— Begin —
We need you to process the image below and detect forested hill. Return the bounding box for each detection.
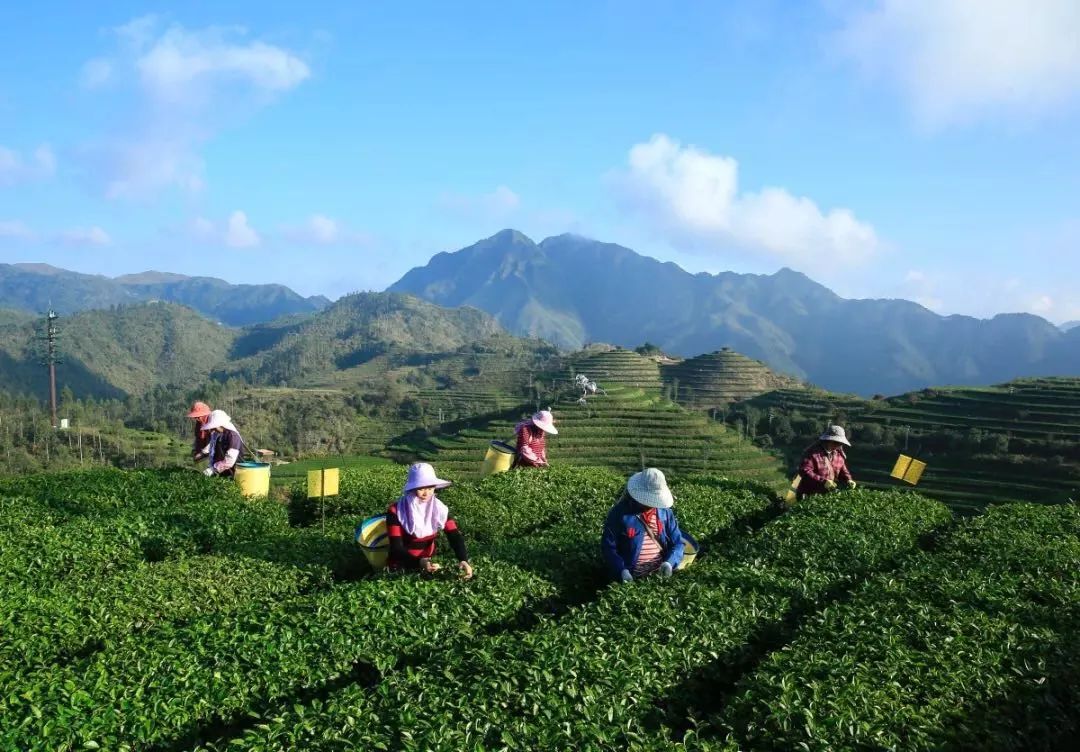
[0,264,329,326]
[390,230,1080,395]
[224,293,502,384]
[0,303,238,398]
[0,293,502,399]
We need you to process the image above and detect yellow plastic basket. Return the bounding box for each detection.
[355,514,390,569]
[675,533,701,569]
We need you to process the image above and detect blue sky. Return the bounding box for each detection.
[0,0,1080,322]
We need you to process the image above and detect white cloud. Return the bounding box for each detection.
[0,219,36,240]
[225,210,261,249]
[281,214,375,246]
[0,144,56,186]
[57,226,112,246]
[79,16,311,199]
[135,26,311,104]
[436,186,522,219]
[838,0,1080,127]
[611,134,878,261]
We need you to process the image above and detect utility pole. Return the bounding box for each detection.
[45,308,59,429]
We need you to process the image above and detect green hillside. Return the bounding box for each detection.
[414,386,781,483]
[729,377,1080,506]
[0,303,235,399]
[0,466,1080,752]
[222,293,501,386]
[661,348,800,409]
[559,347,662,392]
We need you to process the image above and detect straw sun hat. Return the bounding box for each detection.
[626,468,675,509]
[818,426,851,446]
[532,409,558,434]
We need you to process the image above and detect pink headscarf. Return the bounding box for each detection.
[397,491,450,538]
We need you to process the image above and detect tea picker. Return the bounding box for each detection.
[793,426,856,498]
[203,409,270,496]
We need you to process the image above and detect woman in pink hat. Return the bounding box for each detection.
[387,462,472,579]
[514,409,558,468]
[203,409,247,478]
[188,402,212,462]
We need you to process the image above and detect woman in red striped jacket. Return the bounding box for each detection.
[387,462,473,579]
[514,409,558,468]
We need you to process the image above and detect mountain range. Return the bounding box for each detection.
[0,293,502,399]
[0,264,329,326]
[390,230,1080,394]
[0,230,1080,395]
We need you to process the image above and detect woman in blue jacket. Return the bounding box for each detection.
[600,468,683,582]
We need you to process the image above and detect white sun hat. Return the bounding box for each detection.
[626,468,675,509]
[818,426,851,446]
[532,409,558,433]
[202,409,237,431]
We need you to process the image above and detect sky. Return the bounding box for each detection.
[0,0,1080,323]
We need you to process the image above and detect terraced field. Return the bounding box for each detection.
[406,385,781,483]
[558,349,663,392]
[737,377,1080,507]
[661,348,800,409]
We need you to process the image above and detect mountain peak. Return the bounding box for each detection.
[481,228,536,245]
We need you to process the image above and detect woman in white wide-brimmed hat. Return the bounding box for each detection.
[514,409,558,468]
[600,468,684,582]
[799,426,855,496]
[387,462,472,579]
[203,409,245,478]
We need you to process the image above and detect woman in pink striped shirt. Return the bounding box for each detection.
[514,409,558,468]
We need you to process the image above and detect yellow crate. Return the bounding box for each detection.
[308,468,340,499]
[889,455,927,485]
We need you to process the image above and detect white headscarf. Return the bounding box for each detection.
[397,491,450,538]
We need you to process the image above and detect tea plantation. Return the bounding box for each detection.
[0,465,1080,751]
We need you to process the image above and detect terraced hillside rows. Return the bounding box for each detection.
[0,466,1080,752]
[731,378,1080,506]
[661,348,800,409]
[406,386,781,483]
[557,348,662,391]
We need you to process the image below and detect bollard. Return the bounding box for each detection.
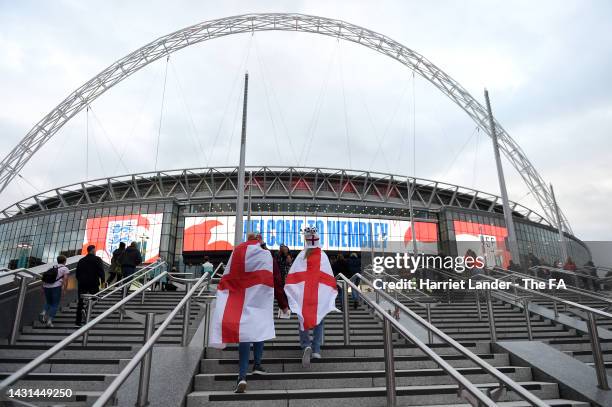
[81,294,94,346]
[9,276,29,345]
[136,312,155,407]
[181,283,192,346]
[588,312,610,390]
[523,300,533,341]
[383,316,397,407]
[486,290,497,342]
[341,281,351,345]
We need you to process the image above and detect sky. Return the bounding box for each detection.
[0,0,612,249]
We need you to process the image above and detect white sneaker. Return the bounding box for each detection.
[302,346,312,368]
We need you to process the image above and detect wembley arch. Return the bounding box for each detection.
[0,13,571,233]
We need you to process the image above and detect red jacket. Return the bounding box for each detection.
[272,257,289,309]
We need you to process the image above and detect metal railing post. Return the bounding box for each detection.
[588,312,610,390]
[425,303,433,345]
[341,281,351,345]
[204,302,211,348]
[181,283,193,346]
[119,282,132,322]
[523,300,533,341]
[474,291,482,322]
[383,318,397,407]
[9,275,29,345]
[81,294,94,346]
[136,312,155,407]
[140,272,149,305]
[486,290,497,342]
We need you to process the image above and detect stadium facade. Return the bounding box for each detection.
[0,167,591,270]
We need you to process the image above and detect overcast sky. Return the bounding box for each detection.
[0,0,612,245]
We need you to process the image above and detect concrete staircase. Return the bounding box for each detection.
[187,301,588,407]
[0,291,199,406]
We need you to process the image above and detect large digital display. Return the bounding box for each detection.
[82,213,164,263]
[453,220,512,267]
[183,216,438,253]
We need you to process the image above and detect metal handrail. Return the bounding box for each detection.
[93,261,163,300]
[529,266,601,280]
[0,267,40,278]
[434,269,612,390]
[346,276,548,407]
[93,270,214,407]
[0,271,167,398]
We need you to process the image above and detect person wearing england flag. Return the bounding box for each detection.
[209,233,288,393]
[285,227,338,367]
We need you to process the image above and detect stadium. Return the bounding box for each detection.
[0,167,590,271]
[0,13,612,407]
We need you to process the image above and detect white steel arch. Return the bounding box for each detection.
[0,13,571,233]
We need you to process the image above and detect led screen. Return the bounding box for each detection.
[183,216,438,253]
[82,213,164,263]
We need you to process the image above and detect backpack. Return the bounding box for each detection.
[41,266,60,284]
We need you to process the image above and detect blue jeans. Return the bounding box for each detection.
[43,286,62,319]
[238,342,263,377]
[300,321,323,353]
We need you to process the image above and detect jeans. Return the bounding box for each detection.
[300,321,323,353]
[238,342,263,377]
[336,285,344,310]
[121,266,136,278]
[351,276,361,301]
[43,286,62,319]
[75,287,98,325]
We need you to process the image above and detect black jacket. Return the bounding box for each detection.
[119,246,142,267]
[76,254,105,288]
— End —
What is needed -> From the data above, copy every line that contains the word "pink".

Finished task ->
We need you to process the image above and detect pink headscarf. Return the bounding box for each detection.
We need you to process the image above and detect woman in pink hat. Return the bounding box for each detection.
We need you to process the image above and detect woman in pink striped shirt. Return the bounding box for each detection.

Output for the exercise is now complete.